* Source text:
____________________

Notes on Meeks, Writings, Part VI: "Pauline Christianity and Judaism,"
321-360
- Meeks notes a twentieth-century consensus: "Paul has to be understood as a Jew and a Hellenist, and both his Jewishness
and his Hellenism were transformed by his Christianity" (323).

-
Martin Buber, "A New Kind of Faith" (1951), 324-334.
-
Paul betrays a "Gnostic view of the world" (330). God does
not merely permit evil; rather, "God, in creating man [sic], inflicted
him [sic] with a 'flesh', in which 'nothing good dwells' [Romans 7] (v.
18) and the consequence of which that each man [sic] does the evil which
he [sic] does not will (v. 19)" (330).
-
"'He who believes can experience no miracle. During the day one does
not see any stars'. This is the nature of the Jew's security in the
dark, one which is essentially different from that of the Christian. ...
The unredeemed soul refuses to give up the evidence of the unredeemed world
from which it suffers, to exchange it for the soul's own salvation.
It is able to refuse, for it is safe" (333).
-
distinction between Emunah and Pistis (333)
-
Leo Baeck, "Paul's Romanticism" (1938), 334-349
-
there are two dominant types of piety/religion: classical and romantic
-
"These two religions are Judaism and Christianity. In essential respects
they confront each other as the classical religion and the romantic religion"

____________________

* Recorded information:
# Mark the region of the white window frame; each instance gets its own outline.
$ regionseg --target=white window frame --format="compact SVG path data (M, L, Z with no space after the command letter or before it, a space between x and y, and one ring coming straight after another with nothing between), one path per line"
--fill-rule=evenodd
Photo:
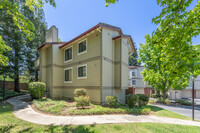
M83 66L86 67L86 76L85 77L79 77L78 76L78 68L83 67ZM87 64L77 66L77 79L86 79L86 78L87 78Z
M66 51L67 49L70 49L70 48L72 48L72 59L65 61L65 51ZM73 45L70 46L70 47L67 47L67 48L64 50L64 63L71 62L72 60L73 60Z
M79 53L79 44L81 43L81 42L83 42L83 41L86 41L86 50L85 51L83 51L83 52L81 52L81 53ZM83 40L81 40L81 41L79 41L78 43L77 43L77 55L82 55L82 54L85 54L85 53L87 53L87 43L88 43L88 41L87 41L87 38L85 38L85 39L83 39Z
M133 76L133 71L135 72L135 76ZM133 69L133 70L131 71L131 77L137 77L137 69Z
M65 71L66 70L72 70L72 81L65 81ZM73 68L72 67L69 67L69 68L65 68L64 69L64 83L72 83L73 82Z
M136 83L135 85L133 85L133 80L135 80L135 83ZM132 79L132 80L131 80L131 85L132 85L132 86L136 86L136 85L137 85L137 79Z

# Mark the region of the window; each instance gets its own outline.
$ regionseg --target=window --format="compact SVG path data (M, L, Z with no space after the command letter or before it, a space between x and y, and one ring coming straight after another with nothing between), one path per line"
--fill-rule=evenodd
M65 83L72 82L72 68L65 69Z
M87 52L87 40L78 43L78 54L83 54Z
M65 62L72 60L72 47L65 50Z
M78 78L87 77L87 65L78 66Z
M137 75L136 70L132 70L132 77L136 77L136 75Z
M132 85L137 85L137 81L135 79L132 79Z

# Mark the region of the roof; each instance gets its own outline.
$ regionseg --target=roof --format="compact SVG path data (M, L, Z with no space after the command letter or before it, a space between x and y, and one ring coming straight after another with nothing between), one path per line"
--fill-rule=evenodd
M128 38L128 39L130 39L130 41L131 41L131 43L132 43L132 48L133 48L133 49L135 50L135 52L136 52L133 39L132 39L132 37L131 37L130 35L124 35L124 34L123 34L123 35L119 35L119 36L113 37L112 39L113 39L113 40L117 40L117 39L121 39L121 38Z
M138 68L138 67L144 67L144 66L128 66L129 69L135 69L135 68Z
M40 50L41 48L43 48L44 46L47 46L47 45L54 45L54 44L64 44L66 42L46 42L46 43L43 43L42 45L40 45L40 47L37 48L37 50Z
M121 28L113 26L113 25L105 24L105 23L99 23L99 24L95 25L94 27L90 28L89 30L83 32L82 34L78 35L77 37L73 38L72 40L70 40L70 41L66 42L65 44L61 45L59 48L63 48L65 46L69 45L70 43L76 41L77 39L83 37L84 35L90 33L91 31L93 31L93 30L95 30L95 29L97 29L99 27L104 27L104 28L108 28L108 29L119 31L119 33L121 34L120 37L130 38L130 41L131 41L132 46L133 46L133 49L135 50L135 46L134 46L133 40L132 40L130 35L123 35Z

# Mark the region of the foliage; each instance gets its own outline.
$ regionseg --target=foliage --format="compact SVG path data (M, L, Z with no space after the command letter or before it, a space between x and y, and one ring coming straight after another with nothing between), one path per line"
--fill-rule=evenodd
M139 97L137 95L133 95L133 94L126 95L126 102L129 108L133 108L136 105L136 103L138 103L138 101L139 101Z
M82 107L84 109L85 106L90 105L90 97L89 96L78 96L74 97L76 101L76 107Z
M29 91L33 99L42 99L46 89L45 83L32 82L29 84Z
M118 99L116 96L106 96L106 102L109 107L116 107L118 104Z
M165 99L165 104L170 105L171 101L167 98L167 99Z
M75 97L87 96L87 90L86 89L75 89L74 96Z
M161 96L160 94L153 94L152 97L153 97L153 98L160 98L160 97L162 97L162 96Z
M152 100L152 99L149 99L149 103L150 103L150 104L156 104L156 101L155 101L155 100Z
M187 100L182 100L182 99L177 99L176 102L182 104L182 105L187 105L187 106L191 106L192 103L187 101Z
M33 100L33 103L40 111L56 115L62 114L63 110L68 107L64 100L38 99Z
M126 123L126 124L97 124L93 125L38 125L18 119L12 113L13 107L10 104L0 104L0 132L102 132L102 133L116 133L116 132L172 132L172 133L188 133L199 132L200 128L195 126L183 126L174 124L160 124L160 123ZM173 129L173 130L172 130Z
M147 105L149 102L149 97L145 94L136 94L139 97L139 101L138 101L138 105L139 106L143 106L143 105Z
M84 106L90 105L90 97L87 96L86 89L75 89L74 100L76 101L76 107L84 108Z
M18 93L9 89L5 89L5 98L9 98L12 96L17 96L19 94L23 94L22 92ZM3 100L3 89L0 89L0 101Z
M145 64L144 81L161 90L166 98L169 88L188 86L191 76L200 74L200 45L192 38L200 34L200 1L188 9L192 0L157 0L162 12L153 22L158 28L140 47L140 60Z

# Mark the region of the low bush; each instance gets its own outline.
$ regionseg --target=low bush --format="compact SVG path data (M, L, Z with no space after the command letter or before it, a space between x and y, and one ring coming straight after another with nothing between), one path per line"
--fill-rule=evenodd
M87 95L87 90L86 89L75 89L74 91L74 96L79 97L79 96L86 96Z
M176 102L182 104L182 105L187 105L187 106L191 106L192 103L187 101L187 100L182 100L182 99L179 99L179 100L176 100Z
M118 100L116 96L106 96L106 102L109 107L116 107L118 104Z
M133 108L136 103L138 103L139 97L137 95L133 95L133 94L128 94L126 95L126 102L129 106L129 108Z
M42 82L32 82L29 84L29 91L33 99L41 99L44 96L46 85Z
M136 94L139 97L138 105L146 106L149 102L149 97L145 94Z
M156 104L156 101L152 100L152 99L149 99L149 103L150 104Z
M170 105L171 104L171 101L167 98L167 99L165 99L165 102L164 102L165 104L167 104L167 105Z

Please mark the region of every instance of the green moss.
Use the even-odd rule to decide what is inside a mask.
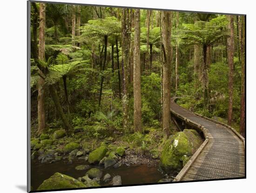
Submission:
[[[77,143],[72,142],[68,143],[65,146],[63,151],[65,153],[68,153],[75,149],[79,149],[79,144]]]
[[[87,187],[83,183],[71,177],[61,173],[55,173],[44,180],[37,190],[56,190],[63,188],[76,188]]]
[[[101,178],[102,176],[102,172],[98,168],[92,168],[86,173],[86,174],[91,179],[97,177]]]
[[[88,161],[90,163],[97,163],[105,156],[108,149],[105,146],[101,146],[97,149],[91,152],[89,154]]]
[[[38,143],[37,144],[35,144],[35,145],[34,146],[33,149],[34,150],[38,150],[39,149],[40,149],[42,147],[42,144],[40,143]]]
[[[40,135],[40,140],[48,140],[49,139],[49,135],[47,134],[42,133]]]
[[[66,131],[64,129],[56,131],[53,135],[54,139],[62,138],[66,135]]]
[[[34,146],[35,146],[36,144],[38,143],[39,143],[39,140],[37,139],[33,140],[30,142],[30,145],[31,146],[31,148],[33,148]]]
[[[51,146],[53,141],[50,140],[44,140],[41,141],[41,144],[44,146]]]
[[[177,171],[183,167],[182,158],[184,155],[189,157],[202,141],[196,132],[185,129],[171,136],[165,142],[160,165],[165,172]]]
[[[125,152],[125,150],[121,147],[119,147],[116,149],[115,150],[116,153],[119,155],[120,156],[122,156],[123,155],[124,155],[124,153]]]

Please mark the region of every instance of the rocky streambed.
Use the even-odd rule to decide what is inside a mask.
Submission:
[[[202,141],[196,131],[185,129],[162,143],[162,151],[138,153],[132,144],[113,138],[88,148],[88,142],[62,133],[32,140],[33,190],[171,181]]]

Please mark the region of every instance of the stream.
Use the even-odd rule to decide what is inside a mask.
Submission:
[[[80,165],[88,165],[89,167],[86,170],[76,170],[75,167]],[[121,176],[122,185],[124,185],[156,183],[164,178],[156,167],[148,166],[143,164],[131,166],[122,165],[117,168],[112,167],[104,168],[103,166],[98,165],[89,165],[88,162],[85,163],[82,160],[75,160],[72,164],[68,164],[63,160],[51,164],[42,164],[34,160],[31,162],[31,186],[33,190],[37,189],[44,180],[48,179],[56,172],[77,179],[85,175],[86,172],[93,167],[101,169],[103,176],[108,173],[112,177],[118,175]],[[102,182],[100,183],[100,185],[104,186],[104,184]]]

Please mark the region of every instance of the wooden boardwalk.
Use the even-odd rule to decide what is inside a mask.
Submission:
[[[174,100],[171,112],[189,125],[203,131],[206,138],[174,181],[245,177],[244,139],[242,136],[229,126],[180,106]]]

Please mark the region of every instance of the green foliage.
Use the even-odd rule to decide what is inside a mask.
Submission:
[[[96,120],[94,124],[94,133],[95,137],[107,137],[113,134],[118,128],[118,119],[116,119],[116,113],[112,111],[105,114],[97,112],[94,115]]]

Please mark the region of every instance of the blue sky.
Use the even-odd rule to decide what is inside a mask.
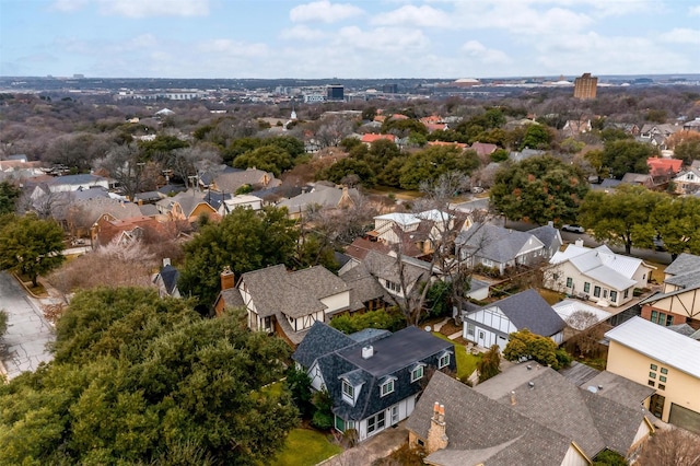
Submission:
[[[700,72],[700,0],[0,0],[0,75]]]

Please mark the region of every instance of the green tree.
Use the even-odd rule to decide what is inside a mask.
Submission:
[[[287,150],[277,145],[262,145],[238,155],[233,161],[233,166],[236,168],[256,167],[280,176],[282,172],[293,166],[293,162]]]
[[[208,308],[219,293],[219,275],[224,267],[241,276],[277,264],[292,266],[298,238],[299,231],[288,219],[287,209],[235,209],[185,244],[179,289],[197,296]]]
[[[593,231],[597,241],[625,246],[652,244],[655,231],[650,215],[664,198],[642,186],[621,185],[615,193],[591,191],[581,202],[579,222]]]
[[[489,348],[481,359],[477,361],[477,371],[479,373],[479,382],[488,381],[501,373],[501,350],[498,345]]]
[[[563,352],[563,354],[561,354]],[[542,365],[550,365],[559,370],[567,365],[565,351],[559,350],[551,338],[535,335],[527,328],[514,331],[509,336],[508,345],[503,350],[503,358],[509,361],[532,359]]]
[[[588,193],[584,173],[550,155],[506,164],[495,175],[491,202],[510,220],[537,224],[573,221]]]
[[[0,215],[13,213],[22,190],[10,182],[0,183]]]
[[[617,179],[626,173],[649,173],[646,159],[656,151],[648,143],[629,139],[618,139],[605,143],[603,150],[603,166],[609,167]]]
[[[289,347],[248,331],[243,313],[202,319],[186,307],[154,290],[79,292],[57,346],[80,351],[0,387],[0,463],[255,465],[275,454],[298,410],[288,391],[264,387],[283,375]],[[101,335],[77,346],[82,325]]]
[[[34,214],[10,219],[0,230],[0,270],[25,275],[36,287],[39,275],[63,263],[63,230]]]

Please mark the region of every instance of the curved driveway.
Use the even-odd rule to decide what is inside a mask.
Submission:
[[[0,358],[8,378],[35,371],[39,363],[54,359],[46,348],[55,340],[52,327],[37,302],[7,272],[0,272],[0,308],[9,315],[8,331],[0,337]]]

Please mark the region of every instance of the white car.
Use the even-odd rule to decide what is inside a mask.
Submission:
[[[570,225],[564,224],[561,226],[562,232],[571,232],[571,233],[585,233],[585,230],[581,225]]]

____________________

* Exercise objective:
Resume the study notes on Pauline Christianity and Judaism above from their final entry, adding the next few points in the same style.

* Exercise result:
(334).
-
"romantic" describes something "'which treats sentimental material in phantastic
form'" [quoting Frederich Schlegel] (334)
-
"In this ecstatic abandonment, which wants so much to be seized and embraced
and would like to pass away in the roaring ocean of the world, the distinctive
character of romantic religion stands revealed -- the feminine trait that
marks it. There is something passive about its piety; ... it wants
to be seized and inspired from above, embraced by a flood of grace which
should descend upon it to consecrate it and possess it -- a will-less instrument
of the wondrous ways of God. When [Friedrich] Schleiermacher defined
religion as 'the feeling of absolute dependence,' he condensed this attitude
into a formula" (336).
-
"Romanticism therefore lacks any strong ethical impulse, any will to conquer
life ethically" (336).
-
"[Paul] must be credited with one achievement -- and this single achievement
was of world-historical significance and truly something great -- that
he carried living Jewish ideas into the mysteries which even then commanded
the allegiance of a whole world. He knew how to fuse the magic of
the universal mysteries with the tradition of revelation of the secrecy-wrapt
Jewish wisdom. Thus he gave the ancient romanticism a new and superior
power -- a power taken from Judaism" (339).
-
"Finally he had perceived an answer. ... Alongside the one God before whom
the gods of the pagans were to vanish, it now place the one redeemer, the
one savior before whom the saviors of the nations could sink out of sight
.... Thus he experienced it: paganism, with its deepest aspirations
and thoughts, was led to Judaism; and Judaism, with its revelation and
truth, was bestowed on the pagans, too." (340)
-
"The salvation that comes through faith is in no sense earned, but wholly
received; and it comes only to those for whom it was destined in the beginning.
... Man [sic] is no more than the mere object of God's activity, of grace
or of damnation ...." (342)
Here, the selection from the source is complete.